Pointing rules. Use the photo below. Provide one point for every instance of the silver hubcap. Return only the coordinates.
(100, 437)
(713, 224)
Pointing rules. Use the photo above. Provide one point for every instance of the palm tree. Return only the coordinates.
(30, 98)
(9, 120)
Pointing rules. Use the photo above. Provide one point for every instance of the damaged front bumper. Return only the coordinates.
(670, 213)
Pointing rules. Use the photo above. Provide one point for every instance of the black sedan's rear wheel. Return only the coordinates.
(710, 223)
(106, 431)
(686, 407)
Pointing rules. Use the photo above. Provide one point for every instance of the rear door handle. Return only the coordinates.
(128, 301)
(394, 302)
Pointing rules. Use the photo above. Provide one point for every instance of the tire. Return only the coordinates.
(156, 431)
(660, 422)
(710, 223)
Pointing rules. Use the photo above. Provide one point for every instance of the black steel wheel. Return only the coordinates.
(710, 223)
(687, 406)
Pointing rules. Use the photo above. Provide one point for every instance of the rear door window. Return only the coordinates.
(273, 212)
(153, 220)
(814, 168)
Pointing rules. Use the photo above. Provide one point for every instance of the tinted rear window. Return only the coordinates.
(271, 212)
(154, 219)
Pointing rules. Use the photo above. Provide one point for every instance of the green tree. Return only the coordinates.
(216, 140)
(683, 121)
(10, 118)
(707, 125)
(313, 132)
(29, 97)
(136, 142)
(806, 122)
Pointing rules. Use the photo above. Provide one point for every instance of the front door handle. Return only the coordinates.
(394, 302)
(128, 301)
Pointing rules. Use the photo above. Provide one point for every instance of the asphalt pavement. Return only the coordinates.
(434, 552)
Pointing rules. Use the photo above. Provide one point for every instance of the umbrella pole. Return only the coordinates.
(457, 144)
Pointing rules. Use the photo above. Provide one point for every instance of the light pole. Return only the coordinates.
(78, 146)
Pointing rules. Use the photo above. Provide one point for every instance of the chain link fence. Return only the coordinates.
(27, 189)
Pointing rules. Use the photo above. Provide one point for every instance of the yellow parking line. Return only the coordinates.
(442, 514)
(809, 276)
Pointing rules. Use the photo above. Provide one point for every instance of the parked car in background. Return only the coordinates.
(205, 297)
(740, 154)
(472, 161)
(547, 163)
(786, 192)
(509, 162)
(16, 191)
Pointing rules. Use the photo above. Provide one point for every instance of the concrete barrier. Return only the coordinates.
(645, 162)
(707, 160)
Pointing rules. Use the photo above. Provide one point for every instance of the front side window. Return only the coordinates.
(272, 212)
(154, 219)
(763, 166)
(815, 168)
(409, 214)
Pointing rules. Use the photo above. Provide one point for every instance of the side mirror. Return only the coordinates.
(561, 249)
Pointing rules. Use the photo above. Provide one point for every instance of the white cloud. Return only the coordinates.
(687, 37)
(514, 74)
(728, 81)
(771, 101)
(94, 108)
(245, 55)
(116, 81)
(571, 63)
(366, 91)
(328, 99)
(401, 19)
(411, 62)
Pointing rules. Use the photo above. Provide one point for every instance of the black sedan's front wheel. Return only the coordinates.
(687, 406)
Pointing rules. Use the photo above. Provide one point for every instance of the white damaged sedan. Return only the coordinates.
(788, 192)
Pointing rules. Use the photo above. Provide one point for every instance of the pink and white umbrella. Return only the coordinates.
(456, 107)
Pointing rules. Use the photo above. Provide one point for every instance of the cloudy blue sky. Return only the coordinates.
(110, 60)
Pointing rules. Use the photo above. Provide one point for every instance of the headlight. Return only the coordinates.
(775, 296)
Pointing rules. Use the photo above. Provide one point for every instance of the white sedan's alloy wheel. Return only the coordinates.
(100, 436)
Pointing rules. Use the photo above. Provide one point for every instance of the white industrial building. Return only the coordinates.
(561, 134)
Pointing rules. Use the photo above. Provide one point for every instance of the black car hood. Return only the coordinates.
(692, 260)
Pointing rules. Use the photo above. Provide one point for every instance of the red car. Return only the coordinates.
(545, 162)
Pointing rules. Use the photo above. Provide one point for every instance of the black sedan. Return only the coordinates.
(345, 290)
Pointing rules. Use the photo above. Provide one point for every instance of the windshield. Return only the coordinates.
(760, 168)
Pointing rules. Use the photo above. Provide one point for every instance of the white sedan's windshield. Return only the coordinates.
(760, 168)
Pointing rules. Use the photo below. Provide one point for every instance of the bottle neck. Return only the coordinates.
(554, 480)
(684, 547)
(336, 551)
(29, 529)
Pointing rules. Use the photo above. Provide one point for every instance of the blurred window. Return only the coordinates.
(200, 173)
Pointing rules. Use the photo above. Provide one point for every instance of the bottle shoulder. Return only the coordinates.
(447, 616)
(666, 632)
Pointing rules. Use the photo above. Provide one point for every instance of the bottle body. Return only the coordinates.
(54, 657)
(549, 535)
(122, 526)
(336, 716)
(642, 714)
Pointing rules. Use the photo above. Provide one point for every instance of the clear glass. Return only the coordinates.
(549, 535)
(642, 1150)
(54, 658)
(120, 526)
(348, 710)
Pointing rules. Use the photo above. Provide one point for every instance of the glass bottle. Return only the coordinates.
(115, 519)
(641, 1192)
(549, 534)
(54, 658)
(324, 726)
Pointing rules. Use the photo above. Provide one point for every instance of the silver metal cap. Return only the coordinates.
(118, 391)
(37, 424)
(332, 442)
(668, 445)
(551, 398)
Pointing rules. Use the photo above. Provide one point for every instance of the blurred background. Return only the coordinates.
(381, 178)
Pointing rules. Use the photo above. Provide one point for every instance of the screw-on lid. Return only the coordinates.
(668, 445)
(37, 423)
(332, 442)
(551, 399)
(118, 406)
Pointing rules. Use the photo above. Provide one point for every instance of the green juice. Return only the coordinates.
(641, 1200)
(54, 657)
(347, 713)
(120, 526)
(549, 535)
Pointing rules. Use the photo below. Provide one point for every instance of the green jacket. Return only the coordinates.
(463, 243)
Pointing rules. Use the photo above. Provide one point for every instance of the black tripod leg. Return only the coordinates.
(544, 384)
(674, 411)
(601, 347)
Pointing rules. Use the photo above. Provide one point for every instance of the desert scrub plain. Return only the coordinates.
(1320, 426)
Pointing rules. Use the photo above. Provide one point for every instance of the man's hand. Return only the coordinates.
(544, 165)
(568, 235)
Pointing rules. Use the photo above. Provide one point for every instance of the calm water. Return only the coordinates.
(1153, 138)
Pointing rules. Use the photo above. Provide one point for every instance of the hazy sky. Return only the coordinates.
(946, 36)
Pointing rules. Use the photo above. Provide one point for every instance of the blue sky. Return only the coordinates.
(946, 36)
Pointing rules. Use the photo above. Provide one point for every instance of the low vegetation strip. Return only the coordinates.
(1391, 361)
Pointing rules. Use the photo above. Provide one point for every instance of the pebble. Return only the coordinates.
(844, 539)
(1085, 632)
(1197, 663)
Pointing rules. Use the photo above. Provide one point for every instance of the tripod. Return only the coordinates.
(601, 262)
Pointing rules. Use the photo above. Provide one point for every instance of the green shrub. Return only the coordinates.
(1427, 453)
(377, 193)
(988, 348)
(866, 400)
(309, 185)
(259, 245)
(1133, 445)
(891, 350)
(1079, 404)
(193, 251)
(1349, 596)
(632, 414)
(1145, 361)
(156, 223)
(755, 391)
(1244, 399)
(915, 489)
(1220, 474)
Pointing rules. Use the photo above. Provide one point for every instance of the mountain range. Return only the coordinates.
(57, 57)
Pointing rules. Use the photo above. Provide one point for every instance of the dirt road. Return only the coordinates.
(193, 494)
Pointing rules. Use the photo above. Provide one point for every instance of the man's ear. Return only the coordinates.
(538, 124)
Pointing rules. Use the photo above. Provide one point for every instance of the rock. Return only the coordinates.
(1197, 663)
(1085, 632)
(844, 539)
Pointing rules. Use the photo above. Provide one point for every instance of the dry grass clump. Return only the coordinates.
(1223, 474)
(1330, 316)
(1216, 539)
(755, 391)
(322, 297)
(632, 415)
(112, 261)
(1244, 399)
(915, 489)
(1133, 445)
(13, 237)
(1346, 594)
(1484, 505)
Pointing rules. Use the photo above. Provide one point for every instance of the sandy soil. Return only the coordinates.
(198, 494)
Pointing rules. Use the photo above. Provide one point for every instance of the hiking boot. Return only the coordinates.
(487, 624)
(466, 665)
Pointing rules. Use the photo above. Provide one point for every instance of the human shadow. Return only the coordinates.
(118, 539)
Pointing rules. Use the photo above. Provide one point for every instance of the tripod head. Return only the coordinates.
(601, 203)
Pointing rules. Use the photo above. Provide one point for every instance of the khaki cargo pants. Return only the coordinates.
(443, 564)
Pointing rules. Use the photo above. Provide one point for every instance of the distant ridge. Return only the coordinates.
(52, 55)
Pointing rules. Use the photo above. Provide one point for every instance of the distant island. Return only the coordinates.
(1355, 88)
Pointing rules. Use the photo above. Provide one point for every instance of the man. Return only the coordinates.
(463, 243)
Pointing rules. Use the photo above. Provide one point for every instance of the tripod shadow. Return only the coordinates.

= = = = =

## Job:
From the records above, reproduce word for word the lines running from the line that contains "glass. Return only the coordinates." through the line that contains "(1153, 138)", with both of those lines included. Give those lines only.

## Written answer:
Pointing rules. Use the photo above. Provide one point for every instance of the clear glass. Return only the coordinates.
(549, 535)
(642, 1150)
(54, 658)
(120, 526)
(348, 710)
Pointing rules. Use the photo above. Provide one point for every instance of the glass bottle. Return only the coordinates.
(115, 519)
(641, 1192)
(549, 534)
(54, 658)
(324, 726)
Pointing rules. Use the photo above. Provide one point for every instance of the silver metal cap. Return only the coordinates.
(118, 391)
(37, 424)
(332, 442)
(668, 445)
(551, 398)
Pointing rules. Use the photo above. Provide one point for every instance of the blurred background. Return only the coordinates.
(381, 178)
Pointing rules. Use the photo above. Provide one point for every instance of the screw-on lid. Return only the coordinates.
(668, 445)
(37, 423)
(332, 442)
(551, 399)
(118, 406)
Pointing rules. Use the photo above. Provide one point for every instance of the green juice. Return only the coordinates.
(641, 1200)
(54, 657)
(347, 713)
(120, 526)
(549, 535)
Pointing rules. Use the photo below. Provide one point for every instance of the green jacket. Return only the coordinates.
(463, 243)
Pointing rules. Use the photo above. Provide one point for every instance of the black tripod leg. Return only the coordinates.
(544, 384)
(674, 411)
(601, 347)
Pointing rules. Use the photo above. Provide one point for every instance of the desert scrub plain. Return only the coordinates.
(1320, 426)
Pointing rules. Use the photo above. Provide one point for every instance of the man's hand. Return only the coordinates.
(544, 165)
(568, 235)
Pointing rules. Use the photo above. Provide one point for every instance of the calm water. Return only the coordinates.
(1153, 138)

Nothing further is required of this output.